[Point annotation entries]
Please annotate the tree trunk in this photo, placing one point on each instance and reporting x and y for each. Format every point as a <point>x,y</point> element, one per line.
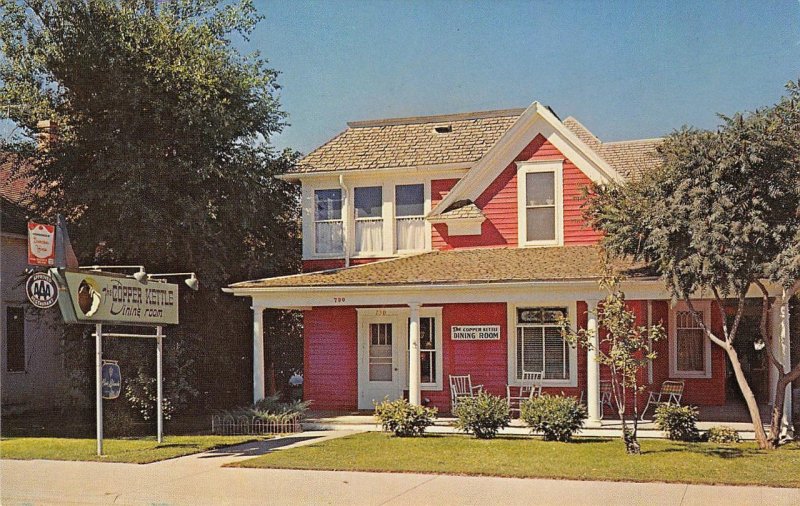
<point>749,398</point>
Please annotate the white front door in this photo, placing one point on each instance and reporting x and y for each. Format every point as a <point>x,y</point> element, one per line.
<point>380,343</point>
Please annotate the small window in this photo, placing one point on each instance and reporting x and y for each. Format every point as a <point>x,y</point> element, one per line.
<point>410,212</point>
<point>328,236</point>
<point>15,339</point>
<point>369,218</point>
<point>540,347</point>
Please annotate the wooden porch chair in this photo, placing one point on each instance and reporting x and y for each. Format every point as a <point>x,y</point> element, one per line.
<point>460,387</point>
<point>671,392</point>
<point>531,387</point>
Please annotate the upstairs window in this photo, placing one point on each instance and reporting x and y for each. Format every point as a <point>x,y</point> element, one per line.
<point>540,194</point>
<point>328,236</point>
<point>368,203</point>
<point>410,213</point>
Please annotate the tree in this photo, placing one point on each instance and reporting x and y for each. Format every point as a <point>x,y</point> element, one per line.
<point>625,349</point>
<point>161,153</point>
<point>721,216</point>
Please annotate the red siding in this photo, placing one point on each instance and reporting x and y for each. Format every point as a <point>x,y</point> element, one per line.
<point>331,358</point>
<point>499,204</point>
<point>698,391</point>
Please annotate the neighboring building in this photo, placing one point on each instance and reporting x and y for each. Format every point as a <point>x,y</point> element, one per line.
<point>31,365</point>
<point>415,228</point>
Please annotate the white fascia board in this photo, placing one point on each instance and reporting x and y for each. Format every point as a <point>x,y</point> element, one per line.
<point>442,169</point>
<point>537,119</point>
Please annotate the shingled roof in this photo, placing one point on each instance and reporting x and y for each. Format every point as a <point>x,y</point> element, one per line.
<point>482,265</point>
<point>423,141</point>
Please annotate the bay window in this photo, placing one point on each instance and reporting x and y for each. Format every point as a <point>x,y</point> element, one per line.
<point>328,236</point>
<point>540,202</point>
<point>410,217</point>
<point>368,204</point>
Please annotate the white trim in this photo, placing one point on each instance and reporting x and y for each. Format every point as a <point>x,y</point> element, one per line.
<point>398,316</point>
<point>511,322</point>
<point>703,306</point>
<point>533,167</point>
<point>536,120</point>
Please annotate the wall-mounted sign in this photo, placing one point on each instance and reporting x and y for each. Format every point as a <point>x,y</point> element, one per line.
<point>112,379</point>
<point>475,332</point>
<point>102,297</point>
<point>42,290</point>
<point>41,244</point>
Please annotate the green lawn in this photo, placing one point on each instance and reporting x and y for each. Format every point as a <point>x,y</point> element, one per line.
<point>584,459</point>
<point>138,451</point>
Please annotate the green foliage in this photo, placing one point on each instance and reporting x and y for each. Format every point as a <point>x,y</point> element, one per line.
<point>483,415</point>
<point>678,422</point>
<point>271,409</point>
<point>162,158</point>
<point>722,434</point>
<point>623,347</point>
<point>555,416</point>
<point>404,419</point>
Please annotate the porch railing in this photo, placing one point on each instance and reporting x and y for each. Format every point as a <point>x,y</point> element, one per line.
<point>227,425</point>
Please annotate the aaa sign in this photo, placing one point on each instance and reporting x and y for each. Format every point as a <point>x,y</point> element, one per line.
<point>41,244</point>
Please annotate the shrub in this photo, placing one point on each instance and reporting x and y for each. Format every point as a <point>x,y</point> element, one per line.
<point>678,422</point>
<point>404,419</point>
<point>271,409</point>
<point>555,416</point>
<point>723,434</point>
<point>483,415</point>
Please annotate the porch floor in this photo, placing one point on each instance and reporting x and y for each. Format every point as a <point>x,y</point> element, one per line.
<point>734,416</point>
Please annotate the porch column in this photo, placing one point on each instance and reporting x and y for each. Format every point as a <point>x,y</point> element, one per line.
<point>781,347</point>
<point>413,356</point>
<point>592,366</point>
<point>258,353</point>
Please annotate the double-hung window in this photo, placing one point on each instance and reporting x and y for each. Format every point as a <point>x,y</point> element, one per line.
<point>368,203</point>
<point>410,217</point>
<point>540,203</point>
<point>328,228</point>
<point>539,346</point>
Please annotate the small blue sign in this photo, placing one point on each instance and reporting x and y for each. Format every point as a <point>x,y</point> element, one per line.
<point>112,380</point>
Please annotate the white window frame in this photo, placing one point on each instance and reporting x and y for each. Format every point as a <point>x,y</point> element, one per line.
<point>426,190</point>
<point>525,168</point>
<point>314,221</point>
<point>400,318</point>
<point>572,310</point>
<point>705,308</point>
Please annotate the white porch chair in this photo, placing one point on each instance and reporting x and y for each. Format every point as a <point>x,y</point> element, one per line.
<point>530,387</point>
<point>460,387</point>
<point>671,392</point>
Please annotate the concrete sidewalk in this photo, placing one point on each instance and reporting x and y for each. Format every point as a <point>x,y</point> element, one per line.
<point>200,479</point>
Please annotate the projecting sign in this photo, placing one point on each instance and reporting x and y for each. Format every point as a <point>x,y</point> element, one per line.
<point>100,297</point>
<point>112,379</point>
<point>41,244</point>
<point>475,332</point>
<point>42,291</point>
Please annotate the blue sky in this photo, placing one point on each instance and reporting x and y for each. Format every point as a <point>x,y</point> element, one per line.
<point>625,69</point>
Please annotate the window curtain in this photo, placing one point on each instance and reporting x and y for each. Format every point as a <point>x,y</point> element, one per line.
<point>369,235</point>
<point>410,233</point>
<point>329,237</point>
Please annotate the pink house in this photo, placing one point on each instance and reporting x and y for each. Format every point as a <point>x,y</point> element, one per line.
<point>448,245</point>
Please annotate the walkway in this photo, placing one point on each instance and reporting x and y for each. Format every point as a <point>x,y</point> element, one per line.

- [Exercise]: Copy out the part that opens with the line containing "Please annotate the porch railing" and closes with the line containing "<point>227,425</point>", changing "porch railing" to "deck railing" and keeping everything else as it is.

- [Result of this exercise]:
Please annotate the deck railing in this photo, placing one point on each instance and reporting x and y for each. Format every point as a <point>x,y</point> element, one per line.
<point>227,425</point>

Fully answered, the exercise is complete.